→ Task statement
Please continue the news report below on Referendum C and state spending on illegal immigrants, picking up after its last sentence.

→ Excerpted passage
+ + + + + + +
DENVER — Passage of Referendum C would remove any incentive for state lawmakers to do something about taxpayers’ money paying for illegal immigrants’ use of government services, opponents of that ballot measure warned Wednesday.
Independence Institute President Jon Caldara predicted that if C passes — allowing the state to spend a projected $3.7 billion it otherwise would have to refund — “Colorado again misses an opportunity to take on a tough political issue.”
Caldara and three legislators at a state Capitol news conference said budget belt- tightening that may be needed after a defeat of Referendum C could force the Legislature to finally calculate and cut state spending on people who aren’t in this country legally.
While Caldara and other Referendum C foes have recently injected illegal-immigration issues into their campaign to defeat the ballot measure, Gov. Bill Owens called the tactic “a smoke screen” from people who fear they’re losing the debate.
+ + + + + + +
→ Records shown
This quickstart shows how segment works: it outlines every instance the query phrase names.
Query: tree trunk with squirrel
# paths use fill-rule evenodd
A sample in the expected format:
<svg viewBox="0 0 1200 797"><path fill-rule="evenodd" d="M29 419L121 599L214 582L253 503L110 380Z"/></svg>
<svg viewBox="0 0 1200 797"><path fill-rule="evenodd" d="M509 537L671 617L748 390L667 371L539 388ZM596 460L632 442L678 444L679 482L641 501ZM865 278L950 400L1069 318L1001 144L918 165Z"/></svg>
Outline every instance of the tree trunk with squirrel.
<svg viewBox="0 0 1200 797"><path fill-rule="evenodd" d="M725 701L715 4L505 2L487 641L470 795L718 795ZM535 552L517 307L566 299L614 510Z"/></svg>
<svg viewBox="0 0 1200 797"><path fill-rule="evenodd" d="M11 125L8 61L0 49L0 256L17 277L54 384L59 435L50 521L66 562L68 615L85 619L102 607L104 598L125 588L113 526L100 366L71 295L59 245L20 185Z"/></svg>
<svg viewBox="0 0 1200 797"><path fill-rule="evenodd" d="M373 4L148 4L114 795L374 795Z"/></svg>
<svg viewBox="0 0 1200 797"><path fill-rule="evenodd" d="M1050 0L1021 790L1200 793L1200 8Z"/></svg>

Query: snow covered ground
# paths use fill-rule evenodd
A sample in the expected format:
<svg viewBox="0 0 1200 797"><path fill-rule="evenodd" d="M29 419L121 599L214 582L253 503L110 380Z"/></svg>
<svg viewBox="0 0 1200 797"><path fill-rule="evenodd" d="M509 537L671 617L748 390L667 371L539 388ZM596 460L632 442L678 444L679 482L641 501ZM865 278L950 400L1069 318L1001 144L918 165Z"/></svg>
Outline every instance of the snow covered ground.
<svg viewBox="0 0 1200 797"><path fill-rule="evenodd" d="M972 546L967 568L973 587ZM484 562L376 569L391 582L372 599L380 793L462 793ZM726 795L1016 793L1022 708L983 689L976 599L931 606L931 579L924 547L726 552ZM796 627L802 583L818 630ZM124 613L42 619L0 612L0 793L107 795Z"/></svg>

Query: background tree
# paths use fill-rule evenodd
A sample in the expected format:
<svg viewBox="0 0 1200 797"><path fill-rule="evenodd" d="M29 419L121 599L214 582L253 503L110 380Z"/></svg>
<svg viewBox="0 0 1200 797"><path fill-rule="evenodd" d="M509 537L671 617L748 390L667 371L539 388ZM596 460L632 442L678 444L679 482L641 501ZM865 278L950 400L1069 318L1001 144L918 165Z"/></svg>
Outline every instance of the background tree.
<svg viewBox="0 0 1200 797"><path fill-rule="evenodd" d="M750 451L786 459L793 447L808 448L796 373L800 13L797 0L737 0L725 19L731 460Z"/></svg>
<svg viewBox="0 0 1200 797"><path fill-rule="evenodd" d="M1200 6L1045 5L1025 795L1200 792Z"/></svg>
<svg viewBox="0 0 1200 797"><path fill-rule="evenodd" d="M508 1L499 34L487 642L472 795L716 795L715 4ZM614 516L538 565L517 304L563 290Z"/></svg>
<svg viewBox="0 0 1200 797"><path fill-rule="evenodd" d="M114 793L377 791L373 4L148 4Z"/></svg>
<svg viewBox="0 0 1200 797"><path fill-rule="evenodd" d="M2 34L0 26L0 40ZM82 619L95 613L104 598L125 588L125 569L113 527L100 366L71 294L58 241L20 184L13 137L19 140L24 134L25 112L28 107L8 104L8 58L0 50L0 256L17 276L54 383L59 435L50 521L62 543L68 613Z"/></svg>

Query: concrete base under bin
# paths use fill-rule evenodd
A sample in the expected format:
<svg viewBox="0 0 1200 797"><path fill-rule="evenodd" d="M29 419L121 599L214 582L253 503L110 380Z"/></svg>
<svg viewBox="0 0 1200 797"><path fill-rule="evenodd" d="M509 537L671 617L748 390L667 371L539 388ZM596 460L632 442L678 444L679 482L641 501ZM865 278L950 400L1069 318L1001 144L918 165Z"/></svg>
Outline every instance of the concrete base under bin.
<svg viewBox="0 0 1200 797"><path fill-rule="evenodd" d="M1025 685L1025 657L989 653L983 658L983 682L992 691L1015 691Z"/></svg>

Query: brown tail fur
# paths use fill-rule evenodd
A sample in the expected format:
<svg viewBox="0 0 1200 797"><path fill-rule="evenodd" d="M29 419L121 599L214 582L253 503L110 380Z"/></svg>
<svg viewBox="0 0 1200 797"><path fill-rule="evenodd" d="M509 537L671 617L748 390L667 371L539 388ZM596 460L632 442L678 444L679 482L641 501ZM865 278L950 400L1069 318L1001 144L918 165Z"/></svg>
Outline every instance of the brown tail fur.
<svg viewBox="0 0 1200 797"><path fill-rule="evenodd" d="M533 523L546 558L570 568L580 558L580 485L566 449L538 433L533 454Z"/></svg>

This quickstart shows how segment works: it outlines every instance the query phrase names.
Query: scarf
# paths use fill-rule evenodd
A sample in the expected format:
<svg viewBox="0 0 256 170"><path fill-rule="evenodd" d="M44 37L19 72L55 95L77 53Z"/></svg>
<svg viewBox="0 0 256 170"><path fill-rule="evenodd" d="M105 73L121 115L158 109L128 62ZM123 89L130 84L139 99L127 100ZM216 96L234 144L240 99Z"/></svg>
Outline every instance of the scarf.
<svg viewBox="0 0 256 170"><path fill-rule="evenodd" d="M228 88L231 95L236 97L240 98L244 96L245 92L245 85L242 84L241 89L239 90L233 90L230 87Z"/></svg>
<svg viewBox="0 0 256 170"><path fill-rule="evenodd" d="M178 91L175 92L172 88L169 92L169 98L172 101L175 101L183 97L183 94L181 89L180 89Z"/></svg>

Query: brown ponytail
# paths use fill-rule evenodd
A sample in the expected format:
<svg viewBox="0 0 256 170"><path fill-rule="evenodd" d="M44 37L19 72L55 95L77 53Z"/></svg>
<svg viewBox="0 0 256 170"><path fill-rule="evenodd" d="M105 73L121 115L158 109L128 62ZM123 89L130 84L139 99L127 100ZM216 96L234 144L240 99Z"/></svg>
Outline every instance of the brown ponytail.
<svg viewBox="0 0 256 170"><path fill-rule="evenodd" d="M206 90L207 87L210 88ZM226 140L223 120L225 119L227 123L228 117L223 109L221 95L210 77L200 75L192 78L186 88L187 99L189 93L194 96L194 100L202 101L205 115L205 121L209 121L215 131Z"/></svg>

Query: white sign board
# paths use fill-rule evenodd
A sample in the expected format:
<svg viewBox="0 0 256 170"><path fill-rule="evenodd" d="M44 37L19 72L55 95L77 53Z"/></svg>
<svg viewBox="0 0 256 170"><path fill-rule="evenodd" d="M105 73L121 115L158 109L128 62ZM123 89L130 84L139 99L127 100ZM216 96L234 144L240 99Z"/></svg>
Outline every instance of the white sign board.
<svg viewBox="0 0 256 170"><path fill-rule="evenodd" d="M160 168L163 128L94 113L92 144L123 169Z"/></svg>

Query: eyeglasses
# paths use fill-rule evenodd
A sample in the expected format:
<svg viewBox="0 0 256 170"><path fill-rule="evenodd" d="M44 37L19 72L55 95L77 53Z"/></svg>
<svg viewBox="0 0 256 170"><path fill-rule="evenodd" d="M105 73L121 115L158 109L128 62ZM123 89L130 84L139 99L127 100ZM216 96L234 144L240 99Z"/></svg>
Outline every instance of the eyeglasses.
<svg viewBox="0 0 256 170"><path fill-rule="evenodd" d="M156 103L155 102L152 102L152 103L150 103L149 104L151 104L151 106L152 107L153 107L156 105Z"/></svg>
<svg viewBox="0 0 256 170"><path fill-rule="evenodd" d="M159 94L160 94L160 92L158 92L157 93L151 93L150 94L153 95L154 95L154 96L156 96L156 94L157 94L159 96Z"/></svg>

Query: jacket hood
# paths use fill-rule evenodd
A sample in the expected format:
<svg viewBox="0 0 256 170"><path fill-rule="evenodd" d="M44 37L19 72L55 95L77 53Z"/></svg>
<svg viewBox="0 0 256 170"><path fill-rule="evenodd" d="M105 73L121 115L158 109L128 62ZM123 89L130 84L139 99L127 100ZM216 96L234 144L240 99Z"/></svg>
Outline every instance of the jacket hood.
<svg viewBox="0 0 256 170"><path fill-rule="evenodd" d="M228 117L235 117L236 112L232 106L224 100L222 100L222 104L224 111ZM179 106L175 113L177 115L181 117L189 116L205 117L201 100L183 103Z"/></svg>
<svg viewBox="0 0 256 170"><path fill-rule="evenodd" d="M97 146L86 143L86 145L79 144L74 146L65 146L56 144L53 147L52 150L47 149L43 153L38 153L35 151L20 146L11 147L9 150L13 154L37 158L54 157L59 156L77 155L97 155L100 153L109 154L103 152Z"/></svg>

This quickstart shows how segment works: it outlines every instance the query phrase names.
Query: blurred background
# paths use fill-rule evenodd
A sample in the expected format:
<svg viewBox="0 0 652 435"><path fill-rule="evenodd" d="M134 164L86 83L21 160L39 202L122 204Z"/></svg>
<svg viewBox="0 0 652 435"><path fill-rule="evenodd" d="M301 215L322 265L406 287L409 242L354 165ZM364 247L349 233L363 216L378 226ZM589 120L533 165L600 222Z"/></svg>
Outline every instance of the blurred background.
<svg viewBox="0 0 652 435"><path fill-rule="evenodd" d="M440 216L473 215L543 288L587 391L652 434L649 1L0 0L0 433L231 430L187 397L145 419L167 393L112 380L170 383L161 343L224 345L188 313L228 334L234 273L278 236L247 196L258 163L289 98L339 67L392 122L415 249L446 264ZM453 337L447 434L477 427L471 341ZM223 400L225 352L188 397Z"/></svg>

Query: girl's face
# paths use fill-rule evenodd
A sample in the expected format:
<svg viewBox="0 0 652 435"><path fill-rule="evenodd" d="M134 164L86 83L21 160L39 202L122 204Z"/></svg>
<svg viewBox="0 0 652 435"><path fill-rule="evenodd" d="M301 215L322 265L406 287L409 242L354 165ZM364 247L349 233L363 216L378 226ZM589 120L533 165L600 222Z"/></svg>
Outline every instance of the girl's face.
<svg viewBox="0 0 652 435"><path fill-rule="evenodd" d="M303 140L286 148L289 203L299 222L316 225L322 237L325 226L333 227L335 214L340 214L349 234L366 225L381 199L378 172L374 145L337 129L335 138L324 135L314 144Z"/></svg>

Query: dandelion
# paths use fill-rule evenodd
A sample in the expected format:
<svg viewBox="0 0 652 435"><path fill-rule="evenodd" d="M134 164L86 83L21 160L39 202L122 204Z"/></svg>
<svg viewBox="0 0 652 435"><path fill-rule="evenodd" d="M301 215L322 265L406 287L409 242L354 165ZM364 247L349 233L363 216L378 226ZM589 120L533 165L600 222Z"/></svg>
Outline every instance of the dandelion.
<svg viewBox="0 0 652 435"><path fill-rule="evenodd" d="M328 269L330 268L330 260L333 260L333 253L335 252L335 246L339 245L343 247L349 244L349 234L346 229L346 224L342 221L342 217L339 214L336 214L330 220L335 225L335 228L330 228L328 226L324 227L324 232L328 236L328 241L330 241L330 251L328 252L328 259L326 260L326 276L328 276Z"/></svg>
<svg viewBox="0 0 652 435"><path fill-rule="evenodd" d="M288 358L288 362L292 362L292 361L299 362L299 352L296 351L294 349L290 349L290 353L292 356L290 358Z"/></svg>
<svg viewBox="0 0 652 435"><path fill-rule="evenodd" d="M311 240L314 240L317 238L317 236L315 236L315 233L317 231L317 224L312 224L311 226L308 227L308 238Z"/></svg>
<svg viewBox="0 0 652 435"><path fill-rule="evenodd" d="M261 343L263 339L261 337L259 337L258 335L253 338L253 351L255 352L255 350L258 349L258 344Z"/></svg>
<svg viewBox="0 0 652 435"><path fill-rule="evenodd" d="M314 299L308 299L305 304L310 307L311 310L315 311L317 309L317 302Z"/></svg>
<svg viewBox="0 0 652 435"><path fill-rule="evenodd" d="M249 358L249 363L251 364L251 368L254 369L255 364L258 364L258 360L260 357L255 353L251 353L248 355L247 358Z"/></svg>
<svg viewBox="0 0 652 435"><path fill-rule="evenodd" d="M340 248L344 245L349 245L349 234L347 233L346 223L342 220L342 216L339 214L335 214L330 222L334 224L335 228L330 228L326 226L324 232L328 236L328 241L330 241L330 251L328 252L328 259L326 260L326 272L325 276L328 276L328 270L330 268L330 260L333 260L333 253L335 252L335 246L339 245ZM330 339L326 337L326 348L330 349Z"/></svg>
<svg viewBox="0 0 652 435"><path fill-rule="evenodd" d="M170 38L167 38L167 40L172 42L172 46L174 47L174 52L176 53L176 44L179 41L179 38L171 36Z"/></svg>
+ + + + + + +
→ Reply to the exercise
Referendum C advocate Owens said federal laws and regulations dictate when state government must pay for certain services to illegal immigrants, such as covering emergency health-care expenses.
“Our hands are tied by the federal government, by laws, by judicial decisions,” Owens said. He added that state government is not providing any assistance to illegal immigrants other than what it’s required to.
Steve Tool, executive director of the state Department of Health Care Policy and Financing, observed Caldara’s news conference and told reporters afterward that the state spent about $38.4 million on Medicaid in fiscal 2004-05 for emergency medical services to immigrants.
Tool said the state had no way to determine how much of that money went to medical care for legal immigrants and how much for illegals.
Referendum C and its companion ballot measure, the $2.1 billion bonding proposal in Referendum D, have “nothing to do with the problem of illegal immigration in Colorado,” Owens said during his own news conference about state highway needs.
Regardless whether C passes or fails, Colorado will continue to have to do “exactly what we already are required to do for those people who happen to be in our state illegally,” Owens said.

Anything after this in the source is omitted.